▸ **Fragmento del texto**:

▼

Se expresa en súbitas y masivas
movilizaciones urbanas, con ocupación de espacios simbólicos y centrales en las
ciudades, que casi siempre pillan por sorpresa a las autoridades y ponen a
prueba la capacidad de encaje del sistema establecido, convertido en el
adversario designado por los jóvenes decididos a expresar su protesta.
No importa que el régimen sea una
dictadura o una democracia pluralista, que el país pertenezca a la elite de los
más ricos o sea uno de los emergentes, o que su sociedad sea de cultura
cristiana o islámica. En todas partes se evidencia la misma distancia entre la
calle y las instituciones; la misma denuncia de la corrupción y del
enriquecimiento de unos a costa de otros; el mismo hastío ante una forma de
tomar decisiones que comprometen el futuro a espaldas de la gente.
La concatenación de las actuales
protestas en Turquía y Brasil ilumina un fenómeno que viene ocurriendo desde
2008 en todos los continentes y en una larga lista de países, cada uno por sus
precisas circunstancias, y que tuvo en las primaveras árabes de 2011 su momento
más espectacular, hasta conducir a la caída de tres dictaduras en Túnez, Egipto
y Libia. En la lista están Irán, Grecia, Portugal, Italia, Israel, Chile,
México, Estados Unidos y Rusia, además de los indignados españoles.
Todos estos nuevos movimientos
sociales, que vienen a agitar las ideas recibidas y a transformar el paisaje de
nuestras sociedades, son parte de una transformación que afecta al entero
planeta y ha encontrado en las redes sociales el instrumento organizativo mejor
adaptado a las características de los nuevos tiempos.
El poder se está desplazando a ojos
vista desde el viejo mundo occidental hacia Asia; pero también en el interior
de las sociedades. Emergen unas nuevas clases medias en todo el mundo con
demandas crecientes de riqueza, educación, vivienda, consumo y, naturalmente,
también de bienestar y libertad individual. Los incrementos de su nivel de
vida, lejos de moderar sus demandas, hacen crecer las expectativas e
inmediatamente, en cuanto no se cumplen, las exigencias y la irritación.
Esos jóvenes que han accedido a la
educación y al trabajo, con frecuencia precario y mal pagado, tienen teléfonos
móviles y tabletas con las que comunicar su insatisfacción y organizar la
expresión de su protesta. A diferencia de los viejos medios de comunicación,
lentos y pesados, estas herramientas son instantáneas, actúan de forma viral,
aceleran la protesta y son una forma organizativa en sí mismas. Según su mejor
estudioso, el sociólogo español Manuel Castells, crean "un espacio de
autonomía", mezcla del ciberbespacio de las redes y del espacio urbano que
ocupan, que constituye "la nueva forma espacial de los movimientos en
red" (Redes de indignación y de esperanza, Alianza, 2012).

▲

Registros de un conjunto de datos
▼

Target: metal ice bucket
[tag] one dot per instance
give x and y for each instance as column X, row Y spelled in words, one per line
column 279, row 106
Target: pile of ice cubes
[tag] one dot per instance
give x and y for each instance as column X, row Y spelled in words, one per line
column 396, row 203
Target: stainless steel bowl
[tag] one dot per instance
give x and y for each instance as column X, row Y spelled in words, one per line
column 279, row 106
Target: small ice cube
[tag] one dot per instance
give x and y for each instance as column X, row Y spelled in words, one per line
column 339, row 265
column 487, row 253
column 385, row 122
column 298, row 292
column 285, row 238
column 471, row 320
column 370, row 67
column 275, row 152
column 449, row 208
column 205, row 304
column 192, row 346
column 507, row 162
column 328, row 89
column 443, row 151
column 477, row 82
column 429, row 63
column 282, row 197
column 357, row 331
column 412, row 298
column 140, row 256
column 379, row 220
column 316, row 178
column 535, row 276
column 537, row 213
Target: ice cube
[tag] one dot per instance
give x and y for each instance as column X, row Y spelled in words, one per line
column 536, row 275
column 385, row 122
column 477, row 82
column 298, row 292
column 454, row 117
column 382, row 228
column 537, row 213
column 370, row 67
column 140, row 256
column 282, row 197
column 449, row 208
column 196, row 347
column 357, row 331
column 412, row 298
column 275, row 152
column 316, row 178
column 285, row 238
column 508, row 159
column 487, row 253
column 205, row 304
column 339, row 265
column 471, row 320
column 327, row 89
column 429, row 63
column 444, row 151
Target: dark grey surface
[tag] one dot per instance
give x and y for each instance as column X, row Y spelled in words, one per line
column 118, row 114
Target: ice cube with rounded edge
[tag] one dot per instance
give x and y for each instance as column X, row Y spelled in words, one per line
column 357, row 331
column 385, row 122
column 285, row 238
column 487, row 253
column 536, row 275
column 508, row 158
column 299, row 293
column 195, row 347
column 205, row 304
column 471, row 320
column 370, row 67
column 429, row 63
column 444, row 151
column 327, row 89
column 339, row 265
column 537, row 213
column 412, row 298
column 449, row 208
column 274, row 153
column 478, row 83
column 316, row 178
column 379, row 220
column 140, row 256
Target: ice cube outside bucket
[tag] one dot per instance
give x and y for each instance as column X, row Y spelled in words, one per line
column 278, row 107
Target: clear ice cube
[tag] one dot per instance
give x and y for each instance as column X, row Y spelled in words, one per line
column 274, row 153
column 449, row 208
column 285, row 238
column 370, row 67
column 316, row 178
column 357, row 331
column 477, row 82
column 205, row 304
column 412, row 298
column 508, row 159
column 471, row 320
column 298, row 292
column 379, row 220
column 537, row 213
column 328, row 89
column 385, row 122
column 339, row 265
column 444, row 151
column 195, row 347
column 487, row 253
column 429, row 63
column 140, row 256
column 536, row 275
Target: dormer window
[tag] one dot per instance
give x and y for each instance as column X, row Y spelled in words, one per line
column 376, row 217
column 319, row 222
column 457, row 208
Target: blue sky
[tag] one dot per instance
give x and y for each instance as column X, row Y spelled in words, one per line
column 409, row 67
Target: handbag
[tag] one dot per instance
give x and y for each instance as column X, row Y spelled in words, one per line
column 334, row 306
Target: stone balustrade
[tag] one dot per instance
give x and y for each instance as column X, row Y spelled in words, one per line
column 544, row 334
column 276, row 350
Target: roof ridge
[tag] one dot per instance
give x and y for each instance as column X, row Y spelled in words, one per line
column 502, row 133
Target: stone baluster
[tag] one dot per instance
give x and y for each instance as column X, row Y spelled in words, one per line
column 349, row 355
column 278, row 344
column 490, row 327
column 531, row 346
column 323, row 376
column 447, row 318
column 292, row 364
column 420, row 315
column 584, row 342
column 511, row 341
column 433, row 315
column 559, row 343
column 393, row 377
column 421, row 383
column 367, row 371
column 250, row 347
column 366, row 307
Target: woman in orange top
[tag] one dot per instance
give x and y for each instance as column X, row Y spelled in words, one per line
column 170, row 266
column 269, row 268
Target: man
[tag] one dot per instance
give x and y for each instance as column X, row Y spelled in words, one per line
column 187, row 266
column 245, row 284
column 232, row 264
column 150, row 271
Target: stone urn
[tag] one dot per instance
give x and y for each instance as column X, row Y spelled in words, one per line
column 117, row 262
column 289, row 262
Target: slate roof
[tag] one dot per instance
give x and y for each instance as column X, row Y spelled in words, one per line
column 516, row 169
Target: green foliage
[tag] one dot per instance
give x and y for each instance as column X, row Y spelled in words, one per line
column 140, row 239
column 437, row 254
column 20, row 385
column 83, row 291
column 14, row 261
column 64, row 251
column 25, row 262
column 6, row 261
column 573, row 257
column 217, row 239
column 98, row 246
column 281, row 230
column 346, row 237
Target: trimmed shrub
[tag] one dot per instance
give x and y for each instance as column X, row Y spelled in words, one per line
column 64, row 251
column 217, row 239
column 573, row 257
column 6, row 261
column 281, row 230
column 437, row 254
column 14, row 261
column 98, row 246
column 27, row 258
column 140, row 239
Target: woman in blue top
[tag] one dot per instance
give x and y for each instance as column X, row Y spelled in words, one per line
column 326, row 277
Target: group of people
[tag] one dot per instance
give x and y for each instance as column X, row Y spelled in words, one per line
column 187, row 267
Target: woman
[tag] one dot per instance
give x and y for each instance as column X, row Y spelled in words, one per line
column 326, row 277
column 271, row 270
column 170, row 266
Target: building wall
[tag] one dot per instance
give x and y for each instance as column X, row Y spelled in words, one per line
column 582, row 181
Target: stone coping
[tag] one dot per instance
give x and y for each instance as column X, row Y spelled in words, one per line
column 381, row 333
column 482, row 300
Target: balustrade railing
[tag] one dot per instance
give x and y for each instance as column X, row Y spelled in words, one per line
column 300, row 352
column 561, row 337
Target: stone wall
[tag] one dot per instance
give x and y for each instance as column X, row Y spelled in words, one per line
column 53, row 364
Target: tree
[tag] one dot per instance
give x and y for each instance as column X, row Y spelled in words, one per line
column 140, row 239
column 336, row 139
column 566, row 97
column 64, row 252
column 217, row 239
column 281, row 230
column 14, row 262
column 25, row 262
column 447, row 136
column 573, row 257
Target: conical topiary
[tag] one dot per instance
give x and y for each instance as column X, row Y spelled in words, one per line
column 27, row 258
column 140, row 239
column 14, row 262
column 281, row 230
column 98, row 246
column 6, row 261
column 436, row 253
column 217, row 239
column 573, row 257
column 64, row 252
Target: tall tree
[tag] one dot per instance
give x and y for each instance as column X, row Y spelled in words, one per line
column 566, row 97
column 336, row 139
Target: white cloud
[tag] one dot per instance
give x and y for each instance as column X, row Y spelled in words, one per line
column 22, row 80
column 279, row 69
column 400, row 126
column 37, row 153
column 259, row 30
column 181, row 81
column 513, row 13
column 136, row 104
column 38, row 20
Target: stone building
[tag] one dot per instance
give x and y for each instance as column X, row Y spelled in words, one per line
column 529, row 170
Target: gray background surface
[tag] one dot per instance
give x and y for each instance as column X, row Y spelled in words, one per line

▲

▸ **Ejercicios propuestos**:
A. Repite sin cambios el pasaje del texto sobre las protestas que va de "El poder se" a "y la irritación.".
B. Según el texto sobre las protestas, ¿en qué tres países cayeron dictaduras tras las primaveras árabes de 2011?
C. Retoma el texto sobre las protestas y prosíguelo a partir de su última frase.
Este material no tiene relación alguna con el texto sobre las protestas.

▸ **Resultados**:
A.
El poder se está desplazando a ojos
vista desde el viejo mundo occidental hacia Asia; pero también en el interior
de las sociedades. Emergen unas nuevas clases medias en todo el mundo con
demandas crecientes de riqueza, educación, vivienda, consumo y, naturalmente,
también de bienestar y libertad individual. Los incrementos de su nivel de
vida, lejos de moderar sus demandas, hacen crecer las expectativas e
inmediatamente, en cuanto no se cumplen, las exigencias y la irritación.

B. En Túnez, Egipto y Libia.

C.
Tan interesantes como los nuevos
movimientos son las respuestas que dan los Gobiernos. Ahí es donde ofrece el
máximo interés la comparación entre la Turquía de Erdogan y el Brasil de Dilma
Rouseff. Mientras el gobierno turco va a seguir con la construcción del centro
comercial en el parque Gezi que suscitó la protesta, muchas ciudades brasileñas
ya han bajado el precio del billete de los transportes urbanos, ante la presión
de un movimiento que quiere transporte gratis.
En uno y otro caso, la reivindicación
concreta ponía a prueba la capacidad de absorción de las protestas por parte de
los respectivos gobiernos. De momento, el primer ministro turco ha lanzado a
sus partidarios a enfrentarse a los manifestantes, los ha denunciado por
terroristas y quiere controlar las redes sociales, mientras que la presidenta
brasileña ha valorado las manifestaciones como "la prueba de la energía
democrática" de su país y ha llamado "a escuchar estas voces que van
más allá de los mecanismos tradicionales, partidos políticos y medios de
comunicación".
Estos nuevos movimientos sociales
organizados en red han demostrado hasta ahora una gran capacidad para mover y
transformar el tablero de juego pero muy poca para capitalizar sus éxitos en
forma de un poder político que, al final, se juega de nuevo en un escenario
electoral y unos parlamentos que les son ajenos. Ahora, de momento, serán
determinantes para el rumbo inmediato de la democracia en Turquía y en Brasil.